Blushes, because I use them so rarely, I'm just not a blush person 
	And still. I have like 10 of them and I don't use them so they are just collecting dust.


----------



## iATEaSEAmonster (Jan 23, 2013)

I bought a few $6 dollar eyeshadow pallettes once because they were cheap, but the color payoff were so poor I eventually had to throw them out. Not only that, but they faded substantially after fifteen minutes! Worst purchase ever.


----------



## Nikki Taylor (Jan 23, 2013)

studio fix fluid.
  	dries too fast, smells like paint, looks cakey on me, makes me break out

  	my mom likes it though so whatever. just gave it to her


----------



## alexandriana187 (Jan 28, 2013)

All the money I spent on face primers!! I use to buy the Too Faced primer at 30$ for 1oz, it was such a waste of money now that i discovered the monistat anti chaffing gel works just the same but only cost 7$ for 1.5oz


----------



## potophan (Mar 22, 2013)

All liquid foundations break me out bad !!! So I regret buying them


----------



## Naughtyp (Mar 22, 2013)

skin finishes, mineral blush or eyeshadow and crushed metal pigments.


----------



## katred (Mar 22, 2013)

Great idea for a thread- I hadn't noticed it before. Regrets? Not as many as you'd think, considering the size of the stash that I have. There are a couple of Mac limited items that I sought out and now I wonder why, definitely. Although I couldn't wait to get them, I've barely used the two mineralize eye shadows from the Venomous Villains collection (they irritate my eyes). Laura Mercier pressed powder was a disaster on me. And I've had allergic reactions to a lot of the things I've tried from Benefit, although the products of theirs I can wear, I like very much.


----------



## Haven (Mar 23, 2013)

For MAC: MAC crushed metal pigments, MAC Prep and Prime products except for BB (the rest dull my skin & make me look sick), and some of my MAC BU's that I doubt that I will ever get to.

  	Other brands: Guerlain Meteorites light diffusing perfection primer, Tom Ford mascara, and L'Oreal eyeshadow quads that fade in 10 minutes.


----------



## kimbunney (Mar 23, 2013)

-YSL lipstick, its in an hot pink color. I spent 30 bucks on something I have put on once. I'm sure I have multiple dupes of this color.
  	-MAC Heavenly Creature MES...I tried I just don't like them like my Naturally.

  	Just lipsticks in general I'm sure I have every color under the skin yet I keep adding to the collection.


----------



## EllyBrown (Mar 23, 2013)

Garnier - Garnier Olia Hair Color, the product turned my hair green http://garnier.pissedconsumer.com/garnier-olia-hair-color-turned-my-hair-green-20130321394561.html


----------



## katred (Jun 10, 2013)

EllyBrown said:


> Garnier - Garnier Olia Hair Color, the product turned my hair green http://garnier.pissedconsumer.com/garnier-olia-hair-color-turned-my-hair-green-20130321394561.html


  	Seconding this one. I didn't have my hair turn green (it's very dark to begin with, so that would have been pretty unreal), but it dried out/ damaged my hair unbelievably. I had to trim away a lot of the ends and I still have to use a deep conditioning treatment about 3 times a week because the colour seems to have affected the hair's ability to retain moisture. Horrible, horrible product.


----------



## mosha010 (Jun 10, 2013)

▶ _DATA EXCERPT_:
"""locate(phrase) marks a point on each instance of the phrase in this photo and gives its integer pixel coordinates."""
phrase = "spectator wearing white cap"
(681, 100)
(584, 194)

▶ _TO BE DONE_:
Answer these from the makeup regrets thread:
1. What price and size does the thread give for the Too Faced primer?
2. Within how many minutes did the L'Oreal eyeshadow quads fade?
3. About how often does katred use a deep conditioning treatment after the Garnier Olia hair color?

▶ _ANSWER TO THE PROBLEM_:
1. $30 for 1oz.
2. 10 minutes.
3. About 3 times a week.